Exercise requirements: Write out the listing below from the line containing "For the short" to its last line, unaltered, ends included.

Dataset content:
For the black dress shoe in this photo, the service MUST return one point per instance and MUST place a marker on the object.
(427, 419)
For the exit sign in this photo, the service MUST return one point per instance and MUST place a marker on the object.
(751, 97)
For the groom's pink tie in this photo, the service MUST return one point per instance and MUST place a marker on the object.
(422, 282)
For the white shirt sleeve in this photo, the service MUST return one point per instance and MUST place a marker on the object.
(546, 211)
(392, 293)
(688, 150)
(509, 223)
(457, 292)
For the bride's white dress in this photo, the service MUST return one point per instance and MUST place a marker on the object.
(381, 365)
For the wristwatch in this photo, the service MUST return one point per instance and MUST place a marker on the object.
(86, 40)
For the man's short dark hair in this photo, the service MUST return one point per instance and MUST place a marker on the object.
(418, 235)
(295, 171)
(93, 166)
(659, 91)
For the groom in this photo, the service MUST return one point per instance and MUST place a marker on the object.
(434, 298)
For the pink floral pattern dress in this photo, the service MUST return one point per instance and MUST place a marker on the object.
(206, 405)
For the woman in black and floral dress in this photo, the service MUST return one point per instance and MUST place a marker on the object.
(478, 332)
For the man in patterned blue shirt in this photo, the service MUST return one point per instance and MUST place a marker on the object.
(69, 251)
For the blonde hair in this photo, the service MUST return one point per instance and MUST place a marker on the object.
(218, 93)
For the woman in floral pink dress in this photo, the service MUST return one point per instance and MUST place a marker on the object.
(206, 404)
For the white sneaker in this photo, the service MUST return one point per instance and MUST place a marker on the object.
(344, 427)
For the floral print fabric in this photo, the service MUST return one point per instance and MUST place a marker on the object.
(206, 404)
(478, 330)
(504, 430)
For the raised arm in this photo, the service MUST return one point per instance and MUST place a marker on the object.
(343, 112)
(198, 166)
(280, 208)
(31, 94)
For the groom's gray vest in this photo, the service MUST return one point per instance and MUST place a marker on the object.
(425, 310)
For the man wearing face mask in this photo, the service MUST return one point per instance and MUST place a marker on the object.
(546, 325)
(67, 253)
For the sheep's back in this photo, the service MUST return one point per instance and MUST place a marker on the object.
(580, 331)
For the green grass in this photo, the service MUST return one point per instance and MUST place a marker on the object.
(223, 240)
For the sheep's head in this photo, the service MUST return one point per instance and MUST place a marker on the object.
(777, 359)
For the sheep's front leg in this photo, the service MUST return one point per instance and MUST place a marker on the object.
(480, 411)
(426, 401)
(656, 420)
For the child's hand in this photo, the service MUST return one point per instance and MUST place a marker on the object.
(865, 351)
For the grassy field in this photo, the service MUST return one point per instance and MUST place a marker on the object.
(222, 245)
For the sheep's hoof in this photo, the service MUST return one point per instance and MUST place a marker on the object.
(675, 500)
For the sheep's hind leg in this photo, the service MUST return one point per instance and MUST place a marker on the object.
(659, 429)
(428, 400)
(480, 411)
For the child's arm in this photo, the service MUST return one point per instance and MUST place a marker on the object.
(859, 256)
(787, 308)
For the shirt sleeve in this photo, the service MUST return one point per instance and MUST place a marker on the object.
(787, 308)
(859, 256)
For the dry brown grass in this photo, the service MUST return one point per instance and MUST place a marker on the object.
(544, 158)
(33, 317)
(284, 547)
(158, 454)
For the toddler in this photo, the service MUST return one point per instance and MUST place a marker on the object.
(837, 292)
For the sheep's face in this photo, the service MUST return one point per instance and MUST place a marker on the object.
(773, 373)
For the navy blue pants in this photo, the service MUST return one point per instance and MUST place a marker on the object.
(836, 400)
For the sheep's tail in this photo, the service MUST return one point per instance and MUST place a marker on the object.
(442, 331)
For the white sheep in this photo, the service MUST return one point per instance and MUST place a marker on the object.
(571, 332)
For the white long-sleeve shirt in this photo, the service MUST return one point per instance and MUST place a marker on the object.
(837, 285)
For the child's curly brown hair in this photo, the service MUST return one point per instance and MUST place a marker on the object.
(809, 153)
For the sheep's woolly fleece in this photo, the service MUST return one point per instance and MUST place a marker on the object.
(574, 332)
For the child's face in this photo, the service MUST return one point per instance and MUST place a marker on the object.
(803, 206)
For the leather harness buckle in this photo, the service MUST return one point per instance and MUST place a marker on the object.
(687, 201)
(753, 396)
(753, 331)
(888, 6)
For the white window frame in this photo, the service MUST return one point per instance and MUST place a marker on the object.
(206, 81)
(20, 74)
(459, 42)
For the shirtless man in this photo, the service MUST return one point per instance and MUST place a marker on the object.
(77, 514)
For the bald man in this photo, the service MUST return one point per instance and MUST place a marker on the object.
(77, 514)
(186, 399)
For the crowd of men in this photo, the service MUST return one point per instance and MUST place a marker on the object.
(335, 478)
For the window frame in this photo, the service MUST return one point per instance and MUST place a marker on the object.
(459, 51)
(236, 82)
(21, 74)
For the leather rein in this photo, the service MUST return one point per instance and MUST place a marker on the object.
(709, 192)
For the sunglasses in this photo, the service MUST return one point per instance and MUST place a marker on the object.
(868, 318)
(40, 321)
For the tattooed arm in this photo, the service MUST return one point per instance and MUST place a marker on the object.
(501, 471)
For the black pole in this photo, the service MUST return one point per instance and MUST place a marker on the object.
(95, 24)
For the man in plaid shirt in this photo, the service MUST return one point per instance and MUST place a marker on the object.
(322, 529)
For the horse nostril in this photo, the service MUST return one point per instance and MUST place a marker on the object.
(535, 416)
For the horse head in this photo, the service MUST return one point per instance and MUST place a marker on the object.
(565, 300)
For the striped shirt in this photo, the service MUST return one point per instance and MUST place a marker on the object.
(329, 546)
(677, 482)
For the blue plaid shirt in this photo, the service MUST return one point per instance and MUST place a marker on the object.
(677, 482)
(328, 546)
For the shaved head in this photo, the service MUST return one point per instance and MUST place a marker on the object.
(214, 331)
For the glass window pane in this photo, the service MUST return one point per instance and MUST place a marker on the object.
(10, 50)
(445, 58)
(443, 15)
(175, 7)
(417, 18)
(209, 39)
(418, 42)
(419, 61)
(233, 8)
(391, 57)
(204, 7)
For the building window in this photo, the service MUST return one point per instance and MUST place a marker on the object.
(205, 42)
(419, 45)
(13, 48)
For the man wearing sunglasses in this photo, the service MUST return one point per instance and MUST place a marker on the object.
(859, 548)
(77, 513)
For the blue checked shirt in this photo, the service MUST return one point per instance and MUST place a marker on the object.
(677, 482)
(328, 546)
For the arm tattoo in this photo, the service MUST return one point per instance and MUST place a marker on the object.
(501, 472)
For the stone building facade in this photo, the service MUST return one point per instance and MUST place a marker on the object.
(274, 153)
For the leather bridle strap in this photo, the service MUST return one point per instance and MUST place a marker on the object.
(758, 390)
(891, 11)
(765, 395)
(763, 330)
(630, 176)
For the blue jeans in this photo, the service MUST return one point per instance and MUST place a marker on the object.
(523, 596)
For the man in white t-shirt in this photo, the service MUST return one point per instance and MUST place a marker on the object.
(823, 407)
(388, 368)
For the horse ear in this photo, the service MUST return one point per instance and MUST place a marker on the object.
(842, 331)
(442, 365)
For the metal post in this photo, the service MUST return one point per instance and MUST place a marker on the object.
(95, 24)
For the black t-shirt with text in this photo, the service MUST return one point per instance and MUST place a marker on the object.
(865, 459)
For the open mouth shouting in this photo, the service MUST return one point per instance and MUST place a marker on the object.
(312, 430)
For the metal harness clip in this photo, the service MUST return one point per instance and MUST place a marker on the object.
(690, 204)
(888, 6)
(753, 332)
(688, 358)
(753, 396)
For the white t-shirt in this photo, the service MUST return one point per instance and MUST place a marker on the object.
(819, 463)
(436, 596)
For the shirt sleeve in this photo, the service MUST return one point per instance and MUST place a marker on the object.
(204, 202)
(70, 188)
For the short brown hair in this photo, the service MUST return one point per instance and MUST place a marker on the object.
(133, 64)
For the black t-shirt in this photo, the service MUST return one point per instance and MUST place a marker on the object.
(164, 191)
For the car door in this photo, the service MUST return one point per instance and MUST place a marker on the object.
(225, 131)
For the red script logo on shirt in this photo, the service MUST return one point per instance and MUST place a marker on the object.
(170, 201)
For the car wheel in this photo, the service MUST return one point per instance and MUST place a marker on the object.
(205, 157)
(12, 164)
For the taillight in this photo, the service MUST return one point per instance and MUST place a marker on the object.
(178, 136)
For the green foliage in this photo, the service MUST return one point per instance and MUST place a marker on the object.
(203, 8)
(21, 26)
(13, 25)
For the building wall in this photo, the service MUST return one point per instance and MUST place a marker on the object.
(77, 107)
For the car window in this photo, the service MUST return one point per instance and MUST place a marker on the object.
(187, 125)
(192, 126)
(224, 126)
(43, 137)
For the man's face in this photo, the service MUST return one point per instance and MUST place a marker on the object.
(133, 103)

Complete response:
For the short brown hair in this photo, the service MUST return one point per instance and MUST place a marker on the object.
(133, 64)
For the black t-shirt in this photo, the service MUST return one point per instance and MUST place a marker on the object.
(164, 191)
For the car door in this photo, the service MUST return one point per instance and MUST place a marker on the object.
(225, 131)
For the red script logo on shirt in this photo, the service MUST return one point per instance and MUST place a marker on the object.
(170, 201)
For the car wheel in this photo, the service MUST return one point per instance and MUST place a marker on the object.
(205, 157)
(12, 164)
For the taillight in this photo, the service MUST return one point per instance and MUST place a marker on the object.
(178, 136)
For the green foliage in this photo, the service MUST return one point per instance and MUST place a marker on the object.
(203, 8)
(21, 26)
(13, 25)
For the building wall in this photo, the service MUST return one point per instance and MUST place a marker on the object.
(77, 107)
For the car window in this photo, the service MUST return one point per instance and MUST place a marker on the object.
(187, 125)
(192, 126)
(224, 126)
(43, 137)
For the man's face in this photo, the service MUST return one point per instance and MUST place a marker on the object.
(133, 103)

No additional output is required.